***** Recorded information *****

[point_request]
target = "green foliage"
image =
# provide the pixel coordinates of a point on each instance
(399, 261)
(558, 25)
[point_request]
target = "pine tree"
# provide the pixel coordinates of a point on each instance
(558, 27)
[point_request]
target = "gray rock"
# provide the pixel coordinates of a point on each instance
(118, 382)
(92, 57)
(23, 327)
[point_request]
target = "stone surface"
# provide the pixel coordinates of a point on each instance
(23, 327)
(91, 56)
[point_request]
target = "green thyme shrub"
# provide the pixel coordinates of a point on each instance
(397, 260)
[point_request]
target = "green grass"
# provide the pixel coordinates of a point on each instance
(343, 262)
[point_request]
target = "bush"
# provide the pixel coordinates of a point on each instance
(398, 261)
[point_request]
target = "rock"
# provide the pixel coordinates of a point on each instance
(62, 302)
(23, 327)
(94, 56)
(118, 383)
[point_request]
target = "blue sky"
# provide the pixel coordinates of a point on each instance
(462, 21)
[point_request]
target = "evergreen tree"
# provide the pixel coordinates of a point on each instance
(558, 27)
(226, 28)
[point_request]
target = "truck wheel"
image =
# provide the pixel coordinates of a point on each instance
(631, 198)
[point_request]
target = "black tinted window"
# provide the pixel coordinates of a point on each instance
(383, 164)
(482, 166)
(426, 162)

*****
***** Recorded information *****

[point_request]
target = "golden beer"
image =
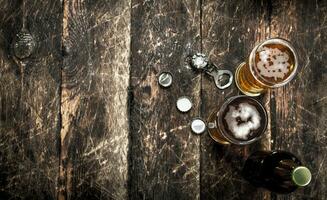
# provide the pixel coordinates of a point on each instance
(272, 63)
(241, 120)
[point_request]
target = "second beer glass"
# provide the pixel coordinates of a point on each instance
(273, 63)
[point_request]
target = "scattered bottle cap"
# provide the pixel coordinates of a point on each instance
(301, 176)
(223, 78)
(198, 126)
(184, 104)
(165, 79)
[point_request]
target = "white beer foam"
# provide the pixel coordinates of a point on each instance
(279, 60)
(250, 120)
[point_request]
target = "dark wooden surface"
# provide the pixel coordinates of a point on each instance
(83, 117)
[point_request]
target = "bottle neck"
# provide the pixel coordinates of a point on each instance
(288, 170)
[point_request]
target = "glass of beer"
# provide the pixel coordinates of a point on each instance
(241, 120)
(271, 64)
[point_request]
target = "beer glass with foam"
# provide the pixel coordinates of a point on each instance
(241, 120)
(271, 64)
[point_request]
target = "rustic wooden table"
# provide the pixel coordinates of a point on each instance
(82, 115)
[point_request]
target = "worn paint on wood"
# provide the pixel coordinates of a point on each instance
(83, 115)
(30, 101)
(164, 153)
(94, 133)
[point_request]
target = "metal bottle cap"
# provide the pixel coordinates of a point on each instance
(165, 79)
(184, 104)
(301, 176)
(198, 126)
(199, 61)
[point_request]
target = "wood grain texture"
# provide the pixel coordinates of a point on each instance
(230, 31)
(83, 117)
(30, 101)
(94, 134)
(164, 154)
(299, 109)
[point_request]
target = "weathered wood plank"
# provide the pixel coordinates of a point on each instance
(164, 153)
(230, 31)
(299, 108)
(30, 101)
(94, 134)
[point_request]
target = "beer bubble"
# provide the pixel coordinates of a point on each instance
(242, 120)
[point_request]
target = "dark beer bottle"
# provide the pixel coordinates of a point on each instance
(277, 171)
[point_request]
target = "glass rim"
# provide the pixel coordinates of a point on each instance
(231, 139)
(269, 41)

*****

### Written request
How many lines in the rows above contain the string "beer"? Reply with the number only.

### Response
7